**WHAT TO WORK ON**
Reproduce the lines of the records below, starting with the line that contains "As a warehouse robot's perception module, locate excavator" and going on through the line that contains "128,155,199,314", requests included. Offset every bounding-box coordinate in the answers by adding 147, and leave the requests and their sample coordinates as they are.

━━━━━━━━

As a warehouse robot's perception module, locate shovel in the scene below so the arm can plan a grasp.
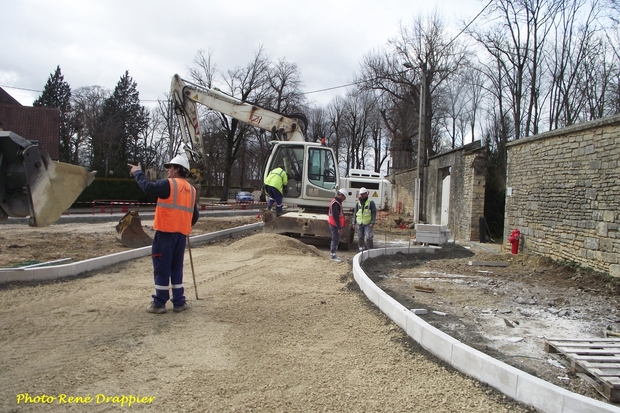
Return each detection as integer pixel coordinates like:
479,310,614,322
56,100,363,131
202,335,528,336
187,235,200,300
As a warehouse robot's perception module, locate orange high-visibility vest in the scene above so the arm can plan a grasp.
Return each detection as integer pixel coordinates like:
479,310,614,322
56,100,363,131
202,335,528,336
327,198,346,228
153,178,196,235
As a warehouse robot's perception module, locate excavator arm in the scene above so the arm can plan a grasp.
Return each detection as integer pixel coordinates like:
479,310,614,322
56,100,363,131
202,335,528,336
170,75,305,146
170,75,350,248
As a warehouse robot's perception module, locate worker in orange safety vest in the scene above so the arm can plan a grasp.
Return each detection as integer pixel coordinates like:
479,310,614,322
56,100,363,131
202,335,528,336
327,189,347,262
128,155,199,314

━━━━━━━━

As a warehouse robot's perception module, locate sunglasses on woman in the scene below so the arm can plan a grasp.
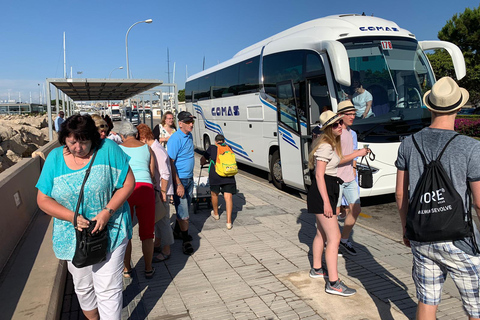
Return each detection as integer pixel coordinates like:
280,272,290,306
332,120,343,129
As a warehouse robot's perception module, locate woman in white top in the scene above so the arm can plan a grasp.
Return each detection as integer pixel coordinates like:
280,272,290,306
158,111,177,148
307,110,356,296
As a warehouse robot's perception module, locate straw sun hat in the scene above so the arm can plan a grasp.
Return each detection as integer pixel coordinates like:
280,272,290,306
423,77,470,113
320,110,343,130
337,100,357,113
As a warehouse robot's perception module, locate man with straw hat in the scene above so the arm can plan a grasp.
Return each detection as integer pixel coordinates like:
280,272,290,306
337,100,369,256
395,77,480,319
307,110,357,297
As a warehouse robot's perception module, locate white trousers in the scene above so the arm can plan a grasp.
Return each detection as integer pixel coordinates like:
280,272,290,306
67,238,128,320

━━━━━━━━

**WRITTEN SOLUTION**
As a warehouse robot's perception module, locate excavator arm in the scene above so the arm can plan a grasp.
Return each detection as integer pixel coordinates like:
479,310,614,322
56,100,363,131
202,335,528,336
317,222,452,293
317,222,497,395
As a warehouse robot's perception module, locate worker in orange safety vest in the scene above so the arm can plan a grasp.
Return each detection as integer pixel coordinates like:
479,310,614,322
56,100,363,131
202,335,528,336
474,336,494,409
275,302,346,461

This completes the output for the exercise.